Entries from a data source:
_ _ _ _

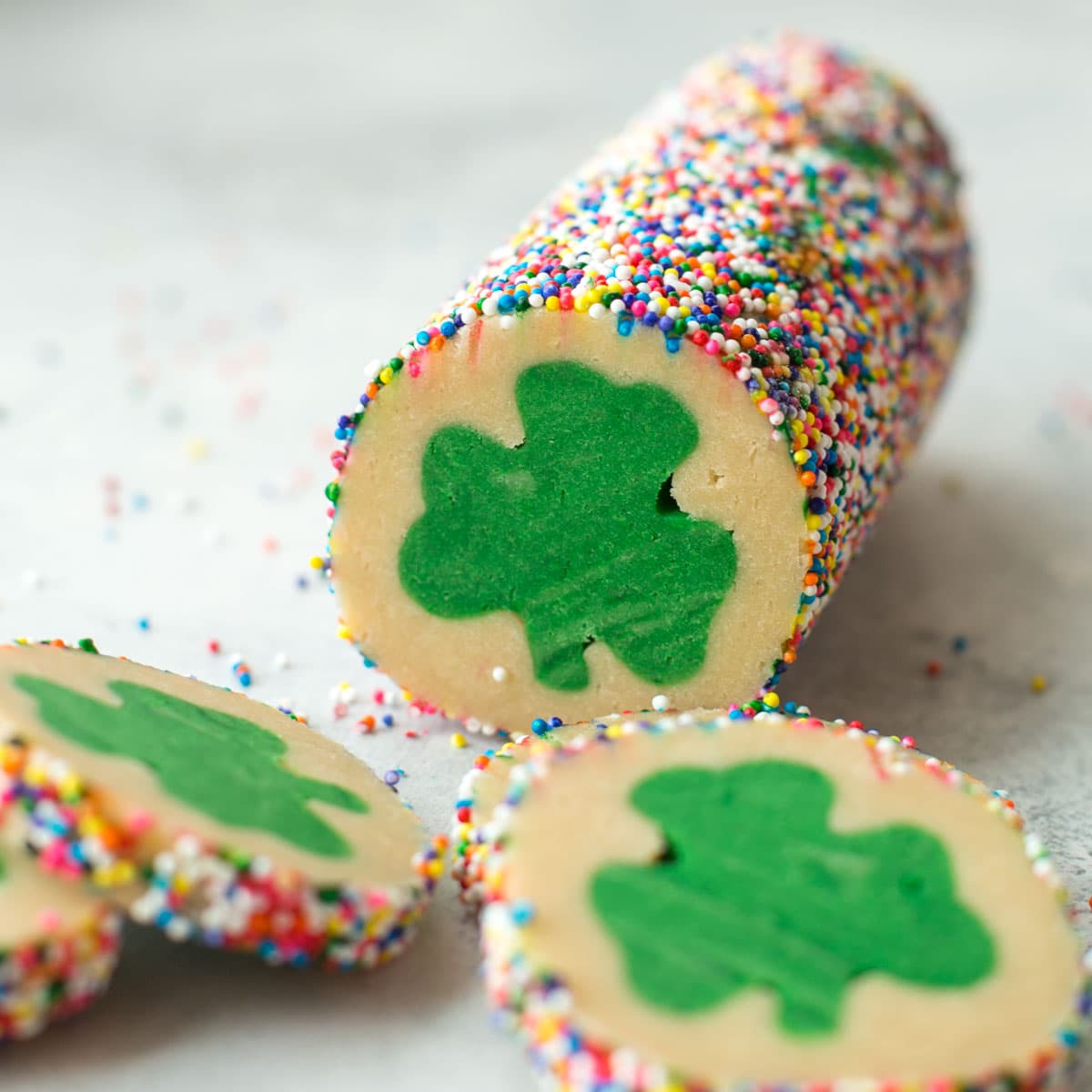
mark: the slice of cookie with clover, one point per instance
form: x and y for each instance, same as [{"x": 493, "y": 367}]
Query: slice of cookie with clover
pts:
[
  {"x": 58, "y": 943},
  {"x": 485, "y": 786},
  {"x": 762, "y": 901},
  {"x": 208, "y": 814}
]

_ _ _ _

Print every line of the entries above word for word, leaving out the pictures.

Reply to the task
mark: the slice of cookie with clover, one point per instance
form: x and y for each instance, same as [{"x": 493, "y": 367}]
Query: slice of cookie with clover
pts:
[
  {"x": 58, "y": 943},
  {"x": 485, "y": 786},
  {"x": 762, "y": 901},
  {"x": 208, "y": 814}
]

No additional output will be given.